**Excerpted text**
<<<<

B. Evidence of Pretext

The analysis above leaves plentiful reason to question the legitimacy of the proffered rationale for the addition of a citizenship question to the decennial enumeration. The adverse effect is untested but potentially huge, and the demonstrated need is virtually nonexistent when it is not actively counterproductive. Census Bureau career staff even noted that if citizenship information were required for more potent enforcement of the VRA, the Census Bureau could provide the necessary detail by consulting administrative records, avoiding the substantial detrimental impact of placing the question on the decennial enumeration question­naire. 136 See Questions on DoJ Citizenship Request no. 21, Joint Appendix, supra note 73, at 137 (noting that decennial enumeration data—without the citizenship question—combined with administrative records on citizenship would be “sufficient for DoJ’s request”); see also California, 358 F. Supp. 3d at 1015, 1018; New York v. U.S. Dep’t of Commerce, 351 F. Supp. 3d 502, 530, 532–36 (S.D.N.Y. 2019), cert. granted, 139 S. Ct. 953 (2019) (mem.). That suggestion was cast aside. 137 See Ross, Decision Letter, supra note 1, at 4 (“Option C, the use of administrative records rather than placing a citizenship question on the decennial census, was a potentially appealing solution to the DOJ request . . . . However, the Census Bureau . . . does not yet have a complete administrative records data set for the entire population.”). Something didn’t seem to add up.

>>>>

**Exercise goal**
In the Evidence of Pretext excerpt, what did Census Bureau career staff say the Bureau could consult to supply citizenship detail for VRA enforcement? The lines that follow the Evidence of Pretext excerpt were drawn from a separate source.

**Segmentation labeling lines**
<<<<

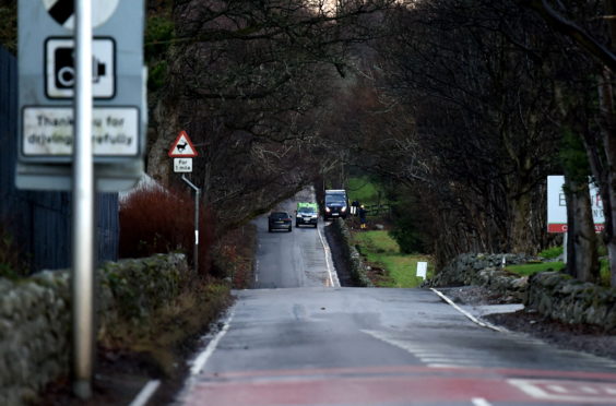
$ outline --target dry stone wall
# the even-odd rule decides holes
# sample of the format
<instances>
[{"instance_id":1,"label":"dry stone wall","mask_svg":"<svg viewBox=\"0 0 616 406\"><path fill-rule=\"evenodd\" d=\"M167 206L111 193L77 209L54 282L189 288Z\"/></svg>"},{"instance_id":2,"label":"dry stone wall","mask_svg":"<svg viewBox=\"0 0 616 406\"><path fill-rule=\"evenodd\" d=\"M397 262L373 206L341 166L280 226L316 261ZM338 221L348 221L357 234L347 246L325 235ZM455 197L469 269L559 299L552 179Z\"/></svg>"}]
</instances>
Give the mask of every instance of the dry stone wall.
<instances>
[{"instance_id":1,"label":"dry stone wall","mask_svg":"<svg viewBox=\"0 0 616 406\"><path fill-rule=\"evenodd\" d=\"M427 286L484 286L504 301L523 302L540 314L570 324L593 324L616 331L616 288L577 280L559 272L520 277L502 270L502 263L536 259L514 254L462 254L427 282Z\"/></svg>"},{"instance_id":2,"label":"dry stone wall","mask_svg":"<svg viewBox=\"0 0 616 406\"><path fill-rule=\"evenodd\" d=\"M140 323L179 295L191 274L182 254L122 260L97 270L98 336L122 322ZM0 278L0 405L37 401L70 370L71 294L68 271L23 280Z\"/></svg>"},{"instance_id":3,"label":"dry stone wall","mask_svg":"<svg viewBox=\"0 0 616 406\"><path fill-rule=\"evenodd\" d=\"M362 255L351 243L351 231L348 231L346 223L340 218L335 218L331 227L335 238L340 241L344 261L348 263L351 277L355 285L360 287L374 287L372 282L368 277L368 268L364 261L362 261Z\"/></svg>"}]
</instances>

>>>>

**Expected output**
Administrative records.